Языковые основы русской ментальности — страница 19 из 38

рок, фортуна и есть жребий, и незачем множить неприятности удвоением слов — удвоением сущностей, за которыми тот же референт.

Но есть и русские оттенки. Много спорят о русском междометии авось. Анна Вежбицка ссылкой на него пытается доказать «антирациональности» русского характера и его фатализм. На самом деле сложная форма а-во-се в толковании Владимира Даля («может быть сбудется!») — всего лишь современное осознание старого слова. Исходя из смысла составных элементов речения можно думать, что исконный смысл его «а вот поглядим!» — «пусть хоть так!» — словом, «авось хоть брось!», в современном изложении упрямое «а вот и сделаю!» — наперекор судьбе. Не только русским присущ этот жест отчаянной храбрости; у испанцев duende предстает как необъяснимая сила «гибельного восторга», которая бросает человека в самые безнадежные предприятия, когда шансов на успех уже нет никаких. Не фатализм, а готовность мужественно идти на риск, а вместе с тем и осуждение тех, кто надеется только на у-дач-у, не доверяя собственной суд-ьбе. То, что случится, не обязательно случай-случайность, которую получают как награду; «хорошо» или «плохо» зависит как раз от удачи. Сегодня словечко авось не часто используют, может быть потому, что бесшабашная удаль поступков уже не в чести.

Судьба связана с надеждой («необоснованной надеждой», — говорил наш филолог, академик Виноградов), как счастье связано с любовью; и в ту и в другое нужно верить. Историческая последовательность в восприятии судьбы славянами подробно представлена многими фактами, которые можно изложить в таком порядке.

========

* _ПОСТАВЛЕННАЯ ЗАДАЧА_:
Перепечатайте целиком текст о языковых основах русской ментальности, ничего в нём не меняя. Записи, приведённые далее, к тексту отношения не имеют.

Фрагменты данных разметки местоположений:
========

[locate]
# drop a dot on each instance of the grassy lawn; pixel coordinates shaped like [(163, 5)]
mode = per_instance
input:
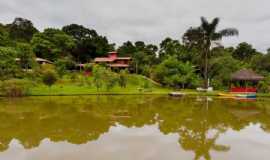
[(83, 87), (71, 89)]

========

* _РЕШЕНИЕ ЗАДАЧИ_:
Языковые основы русской ментальности — страница 19 из 38

рок, фортуна и есть жребий, и незачем множить неприятности удвоением слов — удвоением сущностей, за которыми тот же референт.

Но есть и русские оттенки. Много спорят о русском междометии авось. Анна Вежбицка ссылкой на него пытается доказать «антирациональности» русского характера и его фатализм. На самом деле сложная форма а-во-се в толковании Владимира Даля («может быть сбудется!») — всего лишь современное осознание старого слова. Исходя из смысла составных элементов речения можно думать, что исконный смысл его «а вот поглядим!» — «пусть хоть так!» — словом, «авось хоть брось!», в современном изложении упрямое «а вот и сделаю!» — наперекор судьбе. Не только русским присущ этот жест отчаянной храбрости; у испанцев duende предстает как необъяснимая сила «гибельного восторга», которая бросает человека в самые безнадежные предприятия, когда шансов на успех уже нет никаких. Не фатализм, а готовность мужественно идти на риск, а вместе с тем и осуждение тех, кто надеется только на у-дач-у, не доверяя собственной суд-ьбе. То, что случится, не обязательно случай-случайность, которую получают как награду; «хорошо» или «плохо» зависит как раз от удачи. Сегодня словечко авось не часто используют, может быть потому, что бесшабашная удаль поступков уже не в чести.

Судьба связана с надеждой («необоснованной надеждой», — говорил наш филолог, академик Виноградов), как счастье связано с любовью; и в ту и в другое нужно верить. Историческая последовательность в восприятии судьбы славянами подробно представлена многими фактами, которые можно изложить в таком порядке.